Kezia Royer Burkett is a creative freelance writer with a degree in communications and multimedia from McMaster University. When she is not writing she is finding inspiration living life, raising her son and spending time with friends and family.
Priscilla Muzira is a local hero in both Wellington and Waterloo.
The Cambridge resident, originally from Zimbabwe, earned a degree in Sociology at the University of Guelph, then studied Addictions and Community Services at Everest College. While attending Everest, Priscilla volunteered at HIV/AIDS Resources and Community Health (ARCH) in Guelph, and then had a student placement with the agency.
After graduation she was hired to work at both ARCH and the AIDS Committee of Cambridge, Kitchener, Waterloo and Area (ACCKWA), spending one day each week at ARCH and the remaining four days with ACCKWA.
Priscilla is the African and Caribbean Community Coordinator for these agencies. “My role is to support people living with HIV and to reduce the stigma that they experience within and outside of their own communities. I work with community partners and with service users,” she explains.
She finds it surprising – maybe even a little puzzling – that so many people are uneducated about HIV. Much has changed since people first became aware of HIV and AIDS in the 1980s. As Priscilla says: “Now we have good medications and people are living lives of normal length. It’s not a death sentence any more. But it is still taboo in many communities, especially Black communities. Because of that stigma, people feel they can’t talk about their HIV status and can’t get support from their communities.”
Fighting this lack of information is a major part of Priscilla’s work. She works with faith leaders from the Black community, asking for opportunities to talk to their community members. “It’s challenging, because many of them do not want to discuss these issues,” she acknowledges.

== Exercise set ==
a) Reproduce the part of the profile of Priscilla Muzira that begins at the words "Kezia Royer Burkett" and stops after the words "days with ACCKWA.".
b) Answer these questions from the profile of Priscilla Muzira:
(i) At which university did Priscilla earn her degree in Sociology?
(ii) How many days each week does she spend with ACCKWA?
(iii) In what decade did people first become aware of HIV and AIDS?
The records after this point are separate material, unrelated to the profile of Priscilla Muzira.

== Material supplied ==
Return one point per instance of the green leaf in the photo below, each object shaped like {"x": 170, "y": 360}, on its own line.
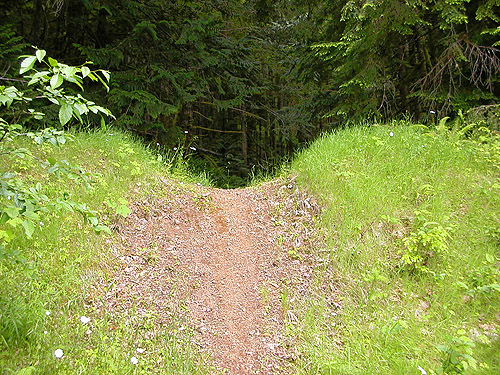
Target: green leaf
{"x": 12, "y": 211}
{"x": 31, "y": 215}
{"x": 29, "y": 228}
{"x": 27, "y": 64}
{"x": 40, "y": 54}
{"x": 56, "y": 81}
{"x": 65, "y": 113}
---
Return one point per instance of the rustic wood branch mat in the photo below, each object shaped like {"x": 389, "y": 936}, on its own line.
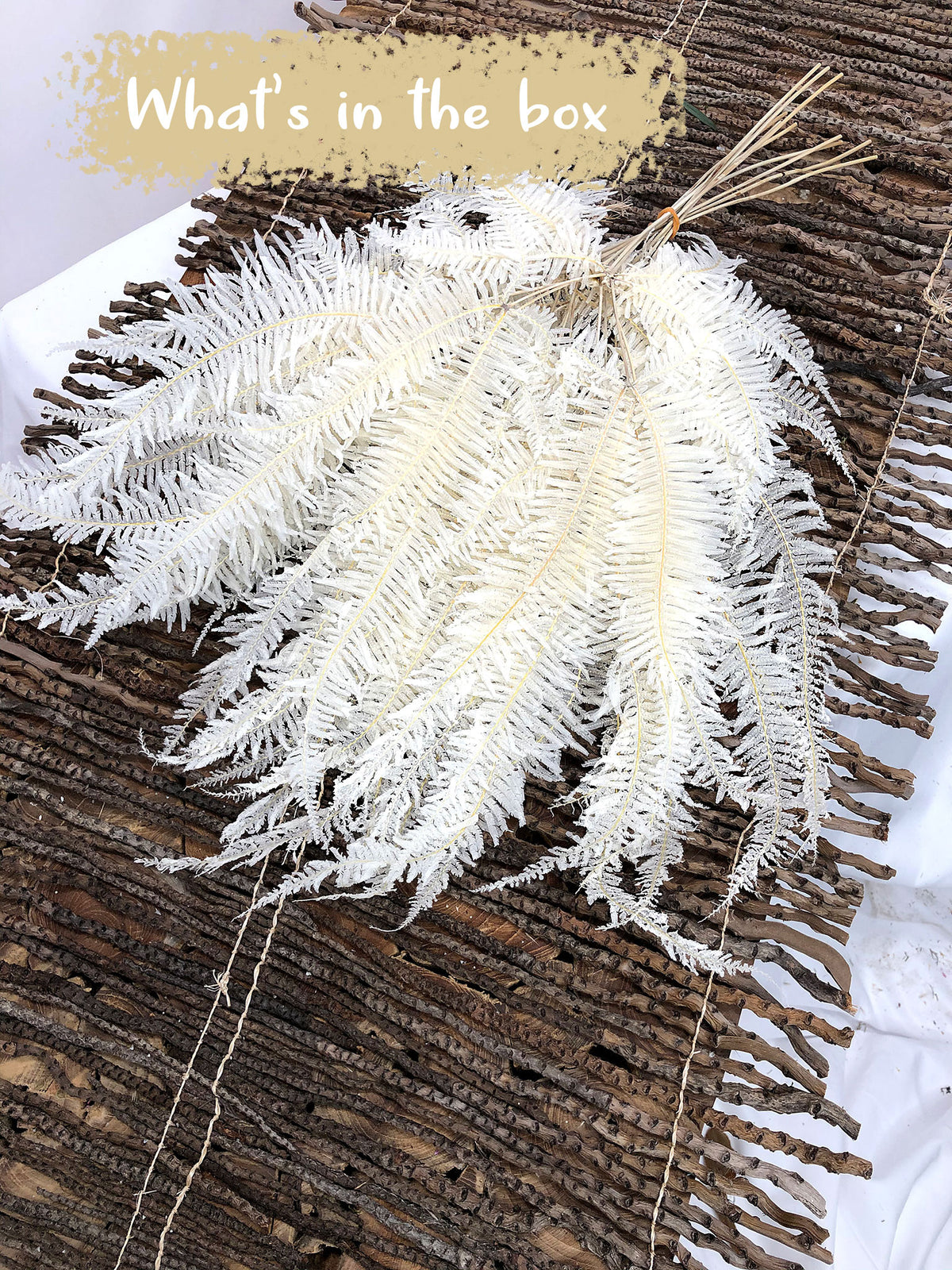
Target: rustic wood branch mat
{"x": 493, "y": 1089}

== Answers for each item ==
a)
Kezia Royer Burkett is a creative freelance writer with a degree in communications and multimedia from McMaster University. When she is not writing she is finding inspiration living life, raising her son and spending time with friends and family.
Priscilla Muzira is a local hero in both Wellington and Waterloo.
The Cambridge resident, originally from Zimbabwe, earned a degree in Sociology at the University of Guelph, then studied Addictions and Community Services at Everest College. While attending Everest, Priscilla volunteered at HIV/AIDS Resources and Community Health (ARCH) in Guelph, and then had a student placement with the agency.
After graduation she was hired to work at both ARCH and the AIDS Committee of Cambridge, Kitchener, Waterloo and Area (ACCKWA), spending one day each week at ARCH and the remaining four days with ACCKWA.

b)
(i) The University of Guelph
(ii) Four days
(iii) The 1980s